## [THE TASK]
Your response must be made up of each line in the data below that contains the string "tire".

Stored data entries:
※
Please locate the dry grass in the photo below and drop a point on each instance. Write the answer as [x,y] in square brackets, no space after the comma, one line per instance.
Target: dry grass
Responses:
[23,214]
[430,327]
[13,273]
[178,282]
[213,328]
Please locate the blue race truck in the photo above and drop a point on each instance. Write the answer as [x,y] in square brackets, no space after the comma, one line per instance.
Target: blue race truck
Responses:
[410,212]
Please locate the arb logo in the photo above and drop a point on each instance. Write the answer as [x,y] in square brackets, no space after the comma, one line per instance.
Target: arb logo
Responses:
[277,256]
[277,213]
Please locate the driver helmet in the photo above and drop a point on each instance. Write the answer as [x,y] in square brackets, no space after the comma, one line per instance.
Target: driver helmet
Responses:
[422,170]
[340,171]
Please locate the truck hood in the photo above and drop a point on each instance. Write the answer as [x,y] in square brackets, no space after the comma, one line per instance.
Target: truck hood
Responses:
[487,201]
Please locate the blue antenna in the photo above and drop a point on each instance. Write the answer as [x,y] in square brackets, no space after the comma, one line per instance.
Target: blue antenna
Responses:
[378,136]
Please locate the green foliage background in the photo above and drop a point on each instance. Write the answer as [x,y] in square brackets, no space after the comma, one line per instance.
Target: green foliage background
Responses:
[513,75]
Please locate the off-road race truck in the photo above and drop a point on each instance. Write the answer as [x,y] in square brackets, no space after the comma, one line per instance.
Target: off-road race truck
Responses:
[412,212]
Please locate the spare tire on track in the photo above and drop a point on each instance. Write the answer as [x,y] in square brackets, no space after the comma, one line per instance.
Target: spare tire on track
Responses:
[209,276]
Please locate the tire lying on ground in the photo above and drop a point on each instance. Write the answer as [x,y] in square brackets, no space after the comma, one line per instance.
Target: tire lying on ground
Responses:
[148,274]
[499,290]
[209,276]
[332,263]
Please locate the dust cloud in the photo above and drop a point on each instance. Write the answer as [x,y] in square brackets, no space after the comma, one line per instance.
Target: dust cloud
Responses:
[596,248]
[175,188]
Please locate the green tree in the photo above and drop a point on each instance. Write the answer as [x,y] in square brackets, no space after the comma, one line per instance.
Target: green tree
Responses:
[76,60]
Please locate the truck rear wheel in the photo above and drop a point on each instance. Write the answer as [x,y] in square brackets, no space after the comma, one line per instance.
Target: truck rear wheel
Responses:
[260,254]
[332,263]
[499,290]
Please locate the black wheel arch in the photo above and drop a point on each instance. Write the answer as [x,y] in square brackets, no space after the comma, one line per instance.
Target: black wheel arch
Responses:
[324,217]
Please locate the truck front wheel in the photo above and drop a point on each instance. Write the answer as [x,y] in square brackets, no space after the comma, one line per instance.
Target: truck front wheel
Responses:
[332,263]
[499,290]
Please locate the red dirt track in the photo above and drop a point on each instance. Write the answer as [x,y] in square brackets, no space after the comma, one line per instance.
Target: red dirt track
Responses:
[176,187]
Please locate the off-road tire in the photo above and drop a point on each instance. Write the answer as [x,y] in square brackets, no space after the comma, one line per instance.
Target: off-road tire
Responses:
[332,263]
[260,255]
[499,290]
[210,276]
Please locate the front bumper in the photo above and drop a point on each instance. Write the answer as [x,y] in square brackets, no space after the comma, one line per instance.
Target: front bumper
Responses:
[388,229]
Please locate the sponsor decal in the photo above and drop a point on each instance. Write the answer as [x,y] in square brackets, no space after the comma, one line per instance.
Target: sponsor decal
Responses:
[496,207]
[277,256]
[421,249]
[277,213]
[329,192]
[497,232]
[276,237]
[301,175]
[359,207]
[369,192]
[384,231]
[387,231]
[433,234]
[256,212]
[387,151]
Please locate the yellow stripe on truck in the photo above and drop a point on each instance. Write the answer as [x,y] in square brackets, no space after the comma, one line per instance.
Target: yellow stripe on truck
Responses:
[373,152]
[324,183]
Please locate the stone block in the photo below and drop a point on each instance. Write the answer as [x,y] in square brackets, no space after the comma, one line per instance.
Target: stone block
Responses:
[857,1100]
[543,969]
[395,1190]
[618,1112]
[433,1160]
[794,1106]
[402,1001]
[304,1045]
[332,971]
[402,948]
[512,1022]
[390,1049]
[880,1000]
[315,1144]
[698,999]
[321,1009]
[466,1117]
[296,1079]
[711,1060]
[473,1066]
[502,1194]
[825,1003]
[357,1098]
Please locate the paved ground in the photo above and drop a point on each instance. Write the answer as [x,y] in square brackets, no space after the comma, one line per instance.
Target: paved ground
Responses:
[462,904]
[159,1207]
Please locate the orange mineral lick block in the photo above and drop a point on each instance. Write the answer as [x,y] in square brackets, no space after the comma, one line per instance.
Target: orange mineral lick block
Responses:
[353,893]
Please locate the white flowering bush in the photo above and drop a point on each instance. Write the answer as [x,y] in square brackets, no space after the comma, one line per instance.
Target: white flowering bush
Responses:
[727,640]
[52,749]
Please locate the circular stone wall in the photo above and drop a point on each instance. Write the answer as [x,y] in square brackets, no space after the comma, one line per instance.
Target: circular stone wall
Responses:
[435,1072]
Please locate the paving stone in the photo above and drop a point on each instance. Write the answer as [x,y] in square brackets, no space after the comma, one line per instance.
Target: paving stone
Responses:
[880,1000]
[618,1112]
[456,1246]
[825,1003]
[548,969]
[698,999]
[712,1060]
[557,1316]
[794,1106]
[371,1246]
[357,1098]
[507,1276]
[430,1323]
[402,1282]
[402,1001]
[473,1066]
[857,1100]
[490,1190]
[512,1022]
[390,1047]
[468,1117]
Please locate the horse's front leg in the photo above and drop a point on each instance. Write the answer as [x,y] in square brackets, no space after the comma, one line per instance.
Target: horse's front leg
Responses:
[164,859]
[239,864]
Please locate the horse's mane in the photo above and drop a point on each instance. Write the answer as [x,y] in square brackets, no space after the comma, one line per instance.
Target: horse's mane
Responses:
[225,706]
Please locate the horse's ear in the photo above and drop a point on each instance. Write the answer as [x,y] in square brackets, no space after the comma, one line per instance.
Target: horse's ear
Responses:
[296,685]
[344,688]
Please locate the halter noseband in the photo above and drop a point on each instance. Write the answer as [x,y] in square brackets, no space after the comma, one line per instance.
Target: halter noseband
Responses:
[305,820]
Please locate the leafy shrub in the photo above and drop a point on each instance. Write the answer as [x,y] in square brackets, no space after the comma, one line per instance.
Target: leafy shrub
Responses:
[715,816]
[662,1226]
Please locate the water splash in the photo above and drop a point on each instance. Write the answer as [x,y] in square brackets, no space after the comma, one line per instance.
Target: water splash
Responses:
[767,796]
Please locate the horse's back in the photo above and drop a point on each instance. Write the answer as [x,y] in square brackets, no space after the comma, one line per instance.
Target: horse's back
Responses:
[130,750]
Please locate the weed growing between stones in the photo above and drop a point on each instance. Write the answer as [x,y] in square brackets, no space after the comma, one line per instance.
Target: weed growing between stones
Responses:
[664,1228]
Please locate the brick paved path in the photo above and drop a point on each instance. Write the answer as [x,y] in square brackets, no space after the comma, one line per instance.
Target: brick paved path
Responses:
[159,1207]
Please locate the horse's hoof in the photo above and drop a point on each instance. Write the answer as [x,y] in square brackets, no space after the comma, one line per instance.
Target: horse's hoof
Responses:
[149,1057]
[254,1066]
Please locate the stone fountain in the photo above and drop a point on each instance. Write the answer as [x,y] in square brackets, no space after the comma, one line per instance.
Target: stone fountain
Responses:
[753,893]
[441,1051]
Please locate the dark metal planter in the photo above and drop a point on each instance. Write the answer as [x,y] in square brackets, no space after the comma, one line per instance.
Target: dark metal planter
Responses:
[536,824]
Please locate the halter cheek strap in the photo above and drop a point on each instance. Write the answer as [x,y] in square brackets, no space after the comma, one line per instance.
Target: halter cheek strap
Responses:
※
## [SOLUTION]
Please locate the spare tire on track in the photo above and drop a point on each instance. Write the answer as [x,y] in square brackets, no space after the comma, one line per instance.
Target: spare tire on track
Please locate the tire lying on ground in the photo above and drop a point on each instance. Write the answer as [x,y] in square brackets, no space after the comma, one line per instance.
Target: tire lying on ground
Please locate the off-road tire in the photo above and drop a point on each instance. Write the answer as [x,y] in square brackets, no space after the comma, one line per instance.
Target: off-road tire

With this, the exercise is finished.